● **Testo fornito**:

- - -

La Russia tiene prigionieri migliaia di bambini ucraini per sottoporli a addestramento militare, rieducazione forzata e impiego nella produzione di droni. A dirlo è un rapporto pubblicato il 16 settembre della facoltà di Sanità pubblica di Yale, che afferma di aver individuato più di 150 nuove strutture (per un totale di 210) rispetto a quanto emerso da una sua indagine simile condotta l’anno scorso. La ricerca, condotta dal Laboratorio di ricerca umanitaria di Yale, si è avvalsa di informazioni open source e immagini satellitari ad altissima risoluzione per identificare i luoghi di detenzione dei minori, tra cui campi estivi, centri termali, scuole per cadetti, strutture sanitarie, università, istituti scolastici, orfanotrofi, una base militare e un persino monastero. Siti disseminati su un territorio che si estende su oltre 5.600 chilometri dal Mar Nero all’Oceano Pacifico. E, sempre stando alla ricerca di Yale «il numero reale è probabilmente superiore, poiché vi sono molteplici siti ancora oggetto di indagine».
Le autorità ucraine accusano Mosca di aver deportato più di 19.500 minori in territorio russo e bielorusso, in violazione della Convenzione di Ginevra. Ma Yale ha stimato questa cifra in oltre 35 mila, denunciando come la Russia abbia creato un sistema «senza precedenti di rieducazione» di massa, che prevede «addestramento militare e strutture in grado di ospitare decine di migliaia di bambini ucraini per periodi prolungati».
I minori ucraini sono costretti in attività di addestramento militare in almeno 39 località, di cui almeno 34 individuate da quest’ultima ricerca di Yale. Ragazzi tra gli 8 e i 18 anni sono stati condotti in campi e in una base militare per subire una preparazione che prevede tecniche di combattimento e manovre, marce e addestramento formale, assemblaggio di droni e lezioni di storia militare, oltre a lezioni di tiro e lancio di granate, nozioni di medicina tattica e pilotaggio di droni.

- - -

● **Dati forniti**:
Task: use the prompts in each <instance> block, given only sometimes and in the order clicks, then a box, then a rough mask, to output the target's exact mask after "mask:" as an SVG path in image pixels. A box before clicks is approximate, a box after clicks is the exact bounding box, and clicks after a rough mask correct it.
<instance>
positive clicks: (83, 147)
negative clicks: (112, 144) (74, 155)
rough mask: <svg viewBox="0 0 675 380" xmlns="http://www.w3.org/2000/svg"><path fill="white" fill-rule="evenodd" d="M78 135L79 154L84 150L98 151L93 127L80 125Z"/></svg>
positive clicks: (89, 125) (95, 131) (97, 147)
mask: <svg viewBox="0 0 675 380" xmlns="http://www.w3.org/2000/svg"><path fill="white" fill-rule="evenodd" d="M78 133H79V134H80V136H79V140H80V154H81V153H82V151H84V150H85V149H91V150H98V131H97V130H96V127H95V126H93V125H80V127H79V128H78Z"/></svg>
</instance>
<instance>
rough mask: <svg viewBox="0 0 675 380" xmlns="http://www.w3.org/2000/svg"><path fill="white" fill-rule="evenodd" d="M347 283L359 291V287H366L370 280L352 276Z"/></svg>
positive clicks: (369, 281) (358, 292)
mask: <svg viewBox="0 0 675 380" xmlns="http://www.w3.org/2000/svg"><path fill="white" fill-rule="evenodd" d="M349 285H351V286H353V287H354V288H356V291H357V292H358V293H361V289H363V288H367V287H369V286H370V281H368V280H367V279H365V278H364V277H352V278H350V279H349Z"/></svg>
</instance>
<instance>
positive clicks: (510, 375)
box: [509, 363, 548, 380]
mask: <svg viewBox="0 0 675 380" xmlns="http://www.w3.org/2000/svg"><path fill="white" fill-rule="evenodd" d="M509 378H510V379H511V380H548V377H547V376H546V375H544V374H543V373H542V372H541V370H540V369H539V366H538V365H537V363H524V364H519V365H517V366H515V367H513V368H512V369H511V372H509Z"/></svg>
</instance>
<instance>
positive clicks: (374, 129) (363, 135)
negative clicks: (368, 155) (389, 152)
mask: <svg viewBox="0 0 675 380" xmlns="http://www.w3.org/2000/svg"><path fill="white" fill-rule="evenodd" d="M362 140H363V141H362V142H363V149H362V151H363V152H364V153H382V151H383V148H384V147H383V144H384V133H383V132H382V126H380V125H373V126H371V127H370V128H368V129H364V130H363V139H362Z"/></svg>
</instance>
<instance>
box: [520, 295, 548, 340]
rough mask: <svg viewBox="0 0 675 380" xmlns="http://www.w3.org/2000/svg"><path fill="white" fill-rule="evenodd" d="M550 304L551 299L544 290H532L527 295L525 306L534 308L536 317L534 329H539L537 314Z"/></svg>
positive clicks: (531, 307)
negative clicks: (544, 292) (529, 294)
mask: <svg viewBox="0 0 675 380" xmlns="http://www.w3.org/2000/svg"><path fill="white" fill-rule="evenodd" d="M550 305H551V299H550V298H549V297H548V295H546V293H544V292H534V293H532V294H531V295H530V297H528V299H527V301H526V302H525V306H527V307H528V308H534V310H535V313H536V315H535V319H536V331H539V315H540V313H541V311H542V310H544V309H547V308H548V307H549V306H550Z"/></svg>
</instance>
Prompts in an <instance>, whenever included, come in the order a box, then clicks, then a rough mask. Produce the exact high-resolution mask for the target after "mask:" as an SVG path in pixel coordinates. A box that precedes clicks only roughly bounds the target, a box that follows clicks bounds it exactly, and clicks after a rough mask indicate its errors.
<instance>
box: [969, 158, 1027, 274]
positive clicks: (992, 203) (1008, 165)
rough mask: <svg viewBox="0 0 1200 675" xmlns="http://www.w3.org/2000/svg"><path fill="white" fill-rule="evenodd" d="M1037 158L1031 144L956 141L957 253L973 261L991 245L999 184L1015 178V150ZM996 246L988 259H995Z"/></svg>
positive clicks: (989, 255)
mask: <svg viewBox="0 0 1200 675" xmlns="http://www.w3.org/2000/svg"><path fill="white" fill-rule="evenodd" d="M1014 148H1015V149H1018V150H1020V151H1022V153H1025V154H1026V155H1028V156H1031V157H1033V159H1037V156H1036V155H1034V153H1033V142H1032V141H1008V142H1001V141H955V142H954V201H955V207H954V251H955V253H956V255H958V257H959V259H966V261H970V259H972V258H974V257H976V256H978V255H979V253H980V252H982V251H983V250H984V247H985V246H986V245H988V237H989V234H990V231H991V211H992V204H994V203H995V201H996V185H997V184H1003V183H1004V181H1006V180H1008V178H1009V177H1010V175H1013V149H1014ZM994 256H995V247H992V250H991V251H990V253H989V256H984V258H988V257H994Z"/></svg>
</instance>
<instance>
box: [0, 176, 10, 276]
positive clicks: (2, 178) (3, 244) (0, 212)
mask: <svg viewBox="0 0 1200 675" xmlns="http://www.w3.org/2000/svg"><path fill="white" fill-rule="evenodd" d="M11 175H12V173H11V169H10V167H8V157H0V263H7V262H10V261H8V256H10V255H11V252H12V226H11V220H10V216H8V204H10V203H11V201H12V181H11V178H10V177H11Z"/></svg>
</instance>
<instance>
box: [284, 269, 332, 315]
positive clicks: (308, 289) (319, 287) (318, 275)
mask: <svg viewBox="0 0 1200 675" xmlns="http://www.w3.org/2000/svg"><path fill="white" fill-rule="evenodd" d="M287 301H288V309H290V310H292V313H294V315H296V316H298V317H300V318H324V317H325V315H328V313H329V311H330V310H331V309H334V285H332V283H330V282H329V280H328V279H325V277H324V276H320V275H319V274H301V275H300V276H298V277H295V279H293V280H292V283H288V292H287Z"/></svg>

- - -

● **Attività 1**: Secondo il testo sui bambini ucraini detenuti in Russia, quante strutture conta in totale il rapporto di Yale?
● **Attività 2**: Prosegui il testo sui bambini ucraini detenuti in Russia dopo la sua ultima frase.
Le righe non servono per questo lavoro.

● **Risposta attesa 1**: 210 strutture.

● **Risposta attesa 2**:
In sintesi, la Russia è accusata di un crimine di guerra che probabilmente è secondo solo all’Olocausto degli ebrei della seconda guerra mondiale: costringere dei bambini prigionieri di guerra – una “categoria” che già di per sè fa orrore – a diventare soldati al servizio della nazione che ha invaso il loro Paese. Evidentemente, si tratta di bambini rapiti dalle famiglie, oppure di bambini rimasti orfani, ossia i cui genitori sono stati uccisi dall’esercito russo. Lo stesso esercito per il quale ora stanno venendo addestrati a combattere, e forse – appena possibile – anche contro l’Ucraina stessa, vista la penuria di reclute di cui soffre l’esercito russo. E, con ogni probabilità, si tratta di bambini che vengono sottoposti a una qualche forma di lavaggio del cervello, perché non si vede in quale altro modo una persona potrebbe essere convinta a diventare soldato dell’esercito invasore della propria nazione. Un livello di mostruosa aberrazione di fronte al quale si rimane senza parole.
Le conclusioni dell’ultimo rapporto di Yale confermano le accuse contenute nei mandati di arresto emessi nel 2023 dalla Corte penale internazionale all’Aia, nei confronti di Vladimir Putin e del suo commissario per i “diritti dei minori”, Maria Lvova-Belova, per il crimine di guerra di deportazione di bambini. All’epoca, il Cremlino, interpellato dall’agenzia statale Tass, aveva definito le accuse «oltraggiose e inaccettabili», definendo i mandati di cattura «nulli» poiché la Russia non riconosce la giurisdizione della Cpi.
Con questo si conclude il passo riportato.